_TASK STATEMENT:_
Pull every line with the word "green" out of the entries below.

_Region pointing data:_

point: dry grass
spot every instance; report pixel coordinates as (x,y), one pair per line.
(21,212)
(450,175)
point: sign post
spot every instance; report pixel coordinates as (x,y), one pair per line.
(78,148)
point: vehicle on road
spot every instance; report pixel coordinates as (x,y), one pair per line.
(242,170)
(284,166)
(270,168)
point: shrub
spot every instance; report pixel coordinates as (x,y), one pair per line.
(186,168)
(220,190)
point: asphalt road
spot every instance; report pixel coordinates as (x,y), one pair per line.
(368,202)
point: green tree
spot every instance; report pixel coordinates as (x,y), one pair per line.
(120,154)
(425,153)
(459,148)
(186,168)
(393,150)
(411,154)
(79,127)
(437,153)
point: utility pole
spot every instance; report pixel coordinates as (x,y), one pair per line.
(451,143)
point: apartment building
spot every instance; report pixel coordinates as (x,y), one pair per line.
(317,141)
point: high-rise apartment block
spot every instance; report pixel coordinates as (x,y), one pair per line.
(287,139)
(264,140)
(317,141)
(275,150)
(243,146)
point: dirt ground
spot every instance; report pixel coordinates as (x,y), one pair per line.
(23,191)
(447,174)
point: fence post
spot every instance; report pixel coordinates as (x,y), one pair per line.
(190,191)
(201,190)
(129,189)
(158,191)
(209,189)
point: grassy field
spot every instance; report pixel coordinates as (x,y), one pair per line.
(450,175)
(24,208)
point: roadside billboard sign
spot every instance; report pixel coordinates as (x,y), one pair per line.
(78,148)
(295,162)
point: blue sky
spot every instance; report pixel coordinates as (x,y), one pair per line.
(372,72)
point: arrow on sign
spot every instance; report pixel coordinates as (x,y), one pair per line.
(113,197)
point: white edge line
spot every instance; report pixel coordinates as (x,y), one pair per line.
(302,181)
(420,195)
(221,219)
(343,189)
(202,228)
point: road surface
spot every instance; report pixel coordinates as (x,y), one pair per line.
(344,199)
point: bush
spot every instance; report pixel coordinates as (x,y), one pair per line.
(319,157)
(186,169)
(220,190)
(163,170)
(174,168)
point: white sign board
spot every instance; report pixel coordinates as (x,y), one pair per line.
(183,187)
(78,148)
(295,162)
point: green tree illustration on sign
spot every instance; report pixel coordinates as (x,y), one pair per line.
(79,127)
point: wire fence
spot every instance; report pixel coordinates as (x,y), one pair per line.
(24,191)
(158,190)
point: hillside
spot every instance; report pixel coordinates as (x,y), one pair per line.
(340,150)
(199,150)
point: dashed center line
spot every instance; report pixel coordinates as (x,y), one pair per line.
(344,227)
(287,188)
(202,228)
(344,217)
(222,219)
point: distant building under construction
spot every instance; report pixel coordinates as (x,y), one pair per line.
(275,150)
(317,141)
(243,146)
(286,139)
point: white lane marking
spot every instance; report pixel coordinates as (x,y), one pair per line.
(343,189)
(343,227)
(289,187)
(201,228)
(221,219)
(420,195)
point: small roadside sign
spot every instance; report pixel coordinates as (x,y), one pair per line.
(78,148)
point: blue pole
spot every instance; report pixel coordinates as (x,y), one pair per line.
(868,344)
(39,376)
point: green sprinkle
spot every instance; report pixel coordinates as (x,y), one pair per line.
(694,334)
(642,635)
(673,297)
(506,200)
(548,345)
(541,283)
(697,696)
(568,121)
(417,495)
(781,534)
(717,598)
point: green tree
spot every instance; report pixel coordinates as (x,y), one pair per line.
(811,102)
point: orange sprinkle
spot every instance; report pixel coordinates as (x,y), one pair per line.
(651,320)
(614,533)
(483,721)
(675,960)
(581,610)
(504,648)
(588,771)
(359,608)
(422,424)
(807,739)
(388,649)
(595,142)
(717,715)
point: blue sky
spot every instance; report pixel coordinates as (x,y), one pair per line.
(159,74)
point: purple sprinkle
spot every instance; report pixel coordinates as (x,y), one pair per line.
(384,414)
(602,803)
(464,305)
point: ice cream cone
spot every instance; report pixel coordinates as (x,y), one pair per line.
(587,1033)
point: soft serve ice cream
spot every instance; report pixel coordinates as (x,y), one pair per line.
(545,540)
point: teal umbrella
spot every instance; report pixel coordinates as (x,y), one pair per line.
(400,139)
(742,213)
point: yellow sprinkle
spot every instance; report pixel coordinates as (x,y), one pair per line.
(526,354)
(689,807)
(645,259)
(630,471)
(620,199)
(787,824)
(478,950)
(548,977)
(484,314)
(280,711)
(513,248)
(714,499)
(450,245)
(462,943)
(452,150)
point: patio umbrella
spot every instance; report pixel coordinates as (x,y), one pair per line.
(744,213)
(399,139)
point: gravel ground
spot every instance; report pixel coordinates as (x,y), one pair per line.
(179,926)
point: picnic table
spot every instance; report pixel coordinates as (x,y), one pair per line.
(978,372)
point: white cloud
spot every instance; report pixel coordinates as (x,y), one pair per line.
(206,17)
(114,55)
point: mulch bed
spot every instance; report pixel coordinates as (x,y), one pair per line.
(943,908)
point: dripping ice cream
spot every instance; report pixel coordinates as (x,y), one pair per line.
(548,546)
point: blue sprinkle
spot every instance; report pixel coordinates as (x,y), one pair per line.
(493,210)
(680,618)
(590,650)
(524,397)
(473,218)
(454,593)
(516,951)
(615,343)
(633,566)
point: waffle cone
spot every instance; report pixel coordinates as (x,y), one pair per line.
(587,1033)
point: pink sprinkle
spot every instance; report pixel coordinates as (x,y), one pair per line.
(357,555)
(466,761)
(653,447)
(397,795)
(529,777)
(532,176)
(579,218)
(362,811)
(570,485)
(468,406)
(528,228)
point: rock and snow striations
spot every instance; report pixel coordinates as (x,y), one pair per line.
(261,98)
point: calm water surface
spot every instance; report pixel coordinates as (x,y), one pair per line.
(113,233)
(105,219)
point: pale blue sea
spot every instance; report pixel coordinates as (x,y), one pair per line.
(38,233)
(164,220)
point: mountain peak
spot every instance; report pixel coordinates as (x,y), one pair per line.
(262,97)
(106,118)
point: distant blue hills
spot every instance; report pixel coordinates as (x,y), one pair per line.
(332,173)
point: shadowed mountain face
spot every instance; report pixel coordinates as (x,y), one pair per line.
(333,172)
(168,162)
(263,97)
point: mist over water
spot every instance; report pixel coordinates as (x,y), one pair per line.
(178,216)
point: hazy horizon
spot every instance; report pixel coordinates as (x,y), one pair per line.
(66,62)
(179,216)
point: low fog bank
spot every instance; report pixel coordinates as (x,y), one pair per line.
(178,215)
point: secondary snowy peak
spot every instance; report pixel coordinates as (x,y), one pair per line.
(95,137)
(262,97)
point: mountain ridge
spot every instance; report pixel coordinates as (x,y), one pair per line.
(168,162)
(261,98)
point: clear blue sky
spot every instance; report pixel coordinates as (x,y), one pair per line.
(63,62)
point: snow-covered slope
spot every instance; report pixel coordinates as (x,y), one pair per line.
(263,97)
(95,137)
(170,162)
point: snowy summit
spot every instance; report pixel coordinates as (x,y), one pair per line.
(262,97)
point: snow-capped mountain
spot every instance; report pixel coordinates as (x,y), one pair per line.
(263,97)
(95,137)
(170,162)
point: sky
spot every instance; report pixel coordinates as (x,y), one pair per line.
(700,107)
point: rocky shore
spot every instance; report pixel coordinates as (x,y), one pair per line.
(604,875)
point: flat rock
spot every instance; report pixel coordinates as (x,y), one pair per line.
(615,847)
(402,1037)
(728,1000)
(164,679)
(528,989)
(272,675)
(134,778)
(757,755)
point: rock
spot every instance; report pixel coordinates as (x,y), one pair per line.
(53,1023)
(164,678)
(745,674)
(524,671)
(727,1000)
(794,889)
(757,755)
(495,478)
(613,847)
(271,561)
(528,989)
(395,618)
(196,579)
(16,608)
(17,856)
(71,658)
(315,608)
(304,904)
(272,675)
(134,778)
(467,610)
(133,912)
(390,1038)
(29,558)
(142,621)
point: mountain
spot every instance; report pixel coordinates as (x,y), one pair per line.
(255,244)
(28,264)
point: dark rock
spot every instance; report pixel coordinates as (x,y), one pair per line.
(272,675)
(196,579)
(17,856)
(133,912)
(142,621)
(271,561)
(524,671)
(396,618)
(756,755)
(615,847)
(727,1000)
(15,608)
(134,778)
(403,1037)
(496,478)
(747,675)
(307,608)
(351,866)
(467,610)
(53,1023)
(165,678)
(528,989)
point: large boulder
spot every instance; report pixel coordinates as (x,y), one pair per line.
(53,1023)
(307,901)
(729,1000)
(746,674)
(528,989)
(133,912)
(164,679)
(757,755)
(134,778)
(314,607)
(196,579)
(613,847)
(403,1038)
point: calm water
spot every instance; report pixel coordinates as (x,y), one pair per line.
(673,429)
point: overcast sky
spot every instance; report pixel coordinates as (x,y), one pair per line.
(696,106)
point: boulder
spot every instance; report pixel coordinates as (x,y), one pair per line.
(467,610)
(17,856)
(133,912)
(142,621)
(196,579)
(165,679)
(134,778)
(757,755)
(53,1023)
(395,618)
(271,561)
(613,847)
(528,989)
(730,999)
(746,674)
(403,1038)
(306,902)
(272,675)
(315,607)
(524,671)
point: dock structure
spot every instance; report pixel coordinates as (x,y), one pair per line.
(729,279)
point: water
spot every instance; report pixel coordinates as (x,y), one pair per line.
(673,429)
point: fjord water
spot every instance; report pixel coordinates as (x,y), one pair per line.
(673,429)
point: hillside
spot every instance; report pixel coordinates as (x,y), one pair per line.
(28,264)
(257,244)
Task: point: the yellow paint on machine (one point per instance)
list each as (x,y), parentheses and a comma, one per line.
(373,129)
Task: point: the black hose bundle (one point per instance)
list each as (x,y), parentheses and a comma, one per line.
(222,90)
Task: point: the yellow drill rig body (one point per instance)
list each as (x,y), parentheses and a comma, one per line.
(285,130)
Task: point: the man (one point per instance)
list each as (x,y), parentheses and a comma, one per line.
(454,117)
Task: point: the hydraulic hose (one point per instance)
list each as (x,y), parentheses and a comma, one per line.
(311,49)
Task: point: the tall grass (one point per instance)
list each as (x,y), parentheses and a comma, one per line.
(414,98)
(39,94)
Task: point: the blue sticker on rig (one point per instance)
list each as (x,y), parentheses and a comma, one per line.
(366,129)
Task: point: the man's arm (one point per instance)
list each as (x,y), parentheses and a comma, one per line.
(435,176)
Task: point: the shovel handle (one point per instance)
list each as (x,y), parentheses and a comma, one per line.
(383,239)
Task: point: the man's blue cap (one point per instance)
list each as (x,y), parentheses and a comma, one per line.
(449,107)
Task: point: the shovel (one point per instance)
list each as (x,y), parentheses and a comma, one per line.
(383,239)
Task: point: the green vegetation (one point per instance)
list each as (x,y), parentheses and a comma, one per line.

_RESPONSE TO THIS TASK:_
point: green tree
point: green tree illustration on sign
point: green sprinkle
point: green tree
Task: point: the green vegetation (one point per instance)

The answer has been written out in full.